Required work →
What follows is a set of records; restate each one word for word and drop the pictures.

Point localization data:

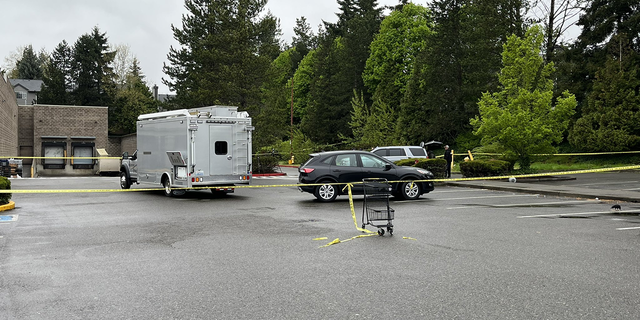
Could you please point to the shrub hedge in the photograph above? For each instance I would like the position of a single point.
(5, 184)
(484, 168)
(266, 163)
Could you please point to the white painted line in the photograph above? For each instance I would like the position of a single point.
(630, 228)
(487, 197)
(564, 214)
(459, 190)
(602, 183)
(540, 203)
(578, 213)
(518, 204)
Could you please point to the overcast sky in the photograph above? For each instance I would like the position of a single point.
(143, 25)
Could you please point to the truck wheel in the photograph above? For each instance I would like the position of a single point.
(124, 181)
(167, 188)
(410, 190)
(171, 193)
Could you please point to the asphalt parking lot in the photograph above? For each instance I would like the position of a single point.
(457, 253)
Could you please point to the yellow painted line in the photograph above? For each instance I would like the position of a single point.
(346, 184)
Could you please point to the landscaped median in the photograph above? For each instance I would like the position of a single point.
(5, 198)
(9, 206)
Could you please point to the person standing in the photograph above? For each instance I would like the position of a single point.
(449, 158)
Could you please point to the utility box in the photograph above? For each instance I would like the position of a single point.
(107, 166)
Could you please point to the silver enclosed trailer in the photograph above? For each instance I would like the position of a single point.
(207, 147)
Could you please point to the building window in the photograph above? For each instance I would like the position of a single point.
(83, 150)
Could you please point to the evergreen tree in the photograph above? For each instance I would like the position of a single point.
(92, 74)
(461, 61)
(225, 50)
(29, 67)
(611, 115)
(606, 25)
(57, 77)
(522, 117)
(339, 63)
(272, 121)
(130, 101)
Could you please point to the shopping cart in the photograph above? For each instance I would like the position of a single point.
(376, 211)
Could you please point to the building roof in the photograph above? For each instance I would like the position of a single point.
(30, 85)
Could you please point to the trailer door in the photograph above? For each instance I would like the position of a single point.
(221, 155)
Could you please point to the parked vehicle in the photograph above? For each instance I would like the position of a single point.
(184, 149)
(334, 167)
(400, 152)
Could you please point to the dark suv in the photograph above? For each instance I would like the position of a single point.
(353, 166)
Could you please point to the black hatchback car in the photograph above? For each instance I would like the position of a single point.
(353, 166)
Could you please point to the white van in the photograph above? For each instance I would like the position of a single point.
(396, 153)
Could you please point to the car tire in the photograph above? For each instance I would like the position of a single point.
(125, 183)
(326, 192)
(410, 190)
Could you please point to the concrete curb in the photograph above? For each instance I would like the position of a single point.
(9, 206)
(560, 191)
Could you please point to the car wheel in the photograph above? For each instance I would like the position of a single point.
(326, 192)
(124, 181)
(410, 190)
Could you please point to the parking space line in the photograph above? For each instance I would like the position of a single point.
(516, 205)
(630, 228)
(488, 197)
(459, 190)
(577, 213)
(603, 183)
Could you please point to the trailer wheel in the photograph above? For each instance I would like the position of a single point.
(124, 181)
(167, 189)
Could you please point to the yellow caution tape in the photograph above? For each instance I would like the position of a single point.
(60, 158)
(347, 185)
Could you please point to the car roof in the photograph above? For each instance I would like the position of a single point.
(385, 147)
(329, 153)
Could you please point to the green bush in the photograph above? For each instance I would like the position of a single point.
(437, 166)
(266, 163)
(5, 184)
(484, 168)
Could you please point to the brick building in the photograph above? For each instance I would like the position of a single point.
(8, 120)
(62, 131)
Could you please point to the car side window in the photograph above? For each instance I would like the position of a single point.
(329, 161)
(396, 152)
(346, 160)
(418, 152)
(371, 162)
(381, 152)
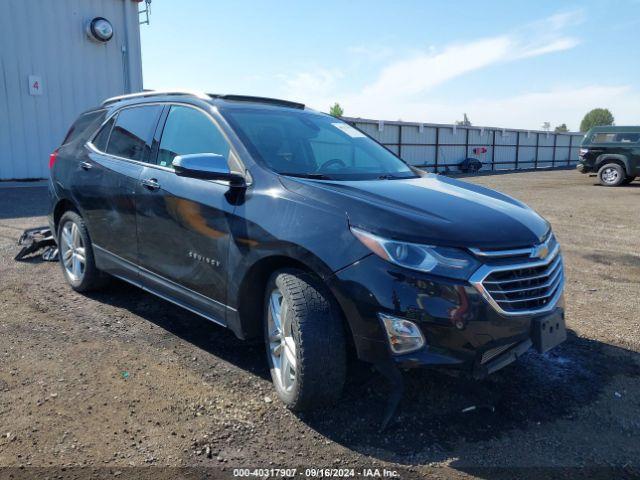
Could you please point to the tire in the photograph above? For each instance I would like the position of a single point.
(311, 332)
(611, 175)
(74, 245)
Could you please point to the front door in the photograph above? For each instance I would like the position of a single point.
(117, 155)
(183, 223)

Solution for this problem →
Could you please point to the shrub hedge in the photograph above? For each instance I would like the position of a single point.
(5, 184)
(484, 168)
(266, 163)
Could you please point to the white painted line in the photograph above? For each instance I would like the position of a single point.
(630, 228)
(487, 197)
(564, 214)
(459, 190)
(602, 183)
(540, 203)
(578, 213)
(518, 204)
Could you please point to the overcast sky in the photograph above? For each instance I would like the position of a single point.
(143, 25)
Could you please point to the truck wheel in the photograph above? For each instance I would like the position of a single point.
(124, 181)
(167, 188)
(410, 190)
(171, 193)
Could you please point to the asphalt parking lot in the photograph above? For each instance I would like the position of a single point.
(457, 253)
Could you please point to the yellow painted line in the photograph above? For each instance I would like the position of a single point.
(346, 184)
Could you please point to the landscaped median in the photograph above? For each instance I would like the position of a single point.
(5, 198)
(9, 206)
Could you please point to the person standing in the photograph above? For each instance I would like the position of a single point.
(449, 158)
Could you please point to the utility box in the photograph above? For each instance I would like the position of a single point.
(107, 166)
Could you please point to the silver enclosed trailer in the photograph above? For each instance I would like the position of a single point.
(207, 147)
Could you please point to the building window in the photograph above? For each instance I would like the position of a single point.
(83, 150)
Could you please point to the evergreen tree in the photograph above? For each instance I would like the position of a single point.
(92, 74)
(461, 61)
(225, 50)
(29, 67)
(611, 115)
(606, 25)
(57, 77)
(522, 117)
(339, 63)
(272, 121)
(130, 101)
Could you please point to the shopping cart in the photograph above? For each instance I would like the position of a single point.
(376, 211)
Could you please point to the building roof in the photograph above? For each instance I would like the position of a single point.
(30, 85)
Could you please point to the trailer door in the photograph above? For each instance I would like the position of a single point.
(221, 155)
Could you please point to the parked vehicle in the photograph above? For each instance I would like the position of a single point.
(184, 149)
(334, 167)
(400, 152)
Could you please point to the dark suv in the photograph above? For each instance I would like the position of a single point.
(353, 166)
Could you please point to the black hatchback car in the photograph above? For each instance I would like the position of a single point.
(353, 166)
Could you please point to the white van in the photograph above? For each instance I would like the position of a single point.
(396, 153)
Could you please point to the car tire in the photograph above? For each instance I would like the position of a single point.
(125, 183)
(326, 192)
(410, 190)
Could you please point to the concrete curb in the photograph above? For each instance I would like the position of a single point.
(9, 206)
(560, 191)
Could you please point to the car wheel in the photograph above? For each instance I would like the position of a single point.
(326, 192)
(124, 181)
(410, 190)
Could you please point to the parking space line in the photograph above? For each instance I would like the position of a single point.
(516, 205)
(630, 228)
(488, 197)
(459, 190)
(577, 213)
(603, 183)
Could you please point to the trailer wheel in the photograph above? For each instance I would like the position of a single point.
(124, 181)
(167, 189)
Could you please point to the yellow caution tape in the photograph above? For each instance I would like the position of a single point.
(60, 158)
(347, 185)
Could you please point to the car roof in the photograph above? For each instance I would like the position of a single point.
(385, 147)
(329, 153)
Could you please point to the green bush in the photograph above? For each instance I would like the position of a single point.
(437, 166)
(266, 163)
(5, 184)
(484, 168)
Could you please point to the brick building in the photograph above? For each instance I would like the position of a single point.
(8, 120)
(62, 131)
Could you please point to the car side window in the photograph above? For each instance I would like the position of a single point.
(329, 161)
(396, 152)
(346, 160)
(418, 152)
(371, 162)
(381, 152)
Could you please point to the tire in the photograph above? For each instance I would like the position of a single point.
(311, 332)
(611, 175)
(74, 245)
Could you please point to the front door in the photograph above? For each instance I would like the position of a single point.
(117, 155)
(183, 223)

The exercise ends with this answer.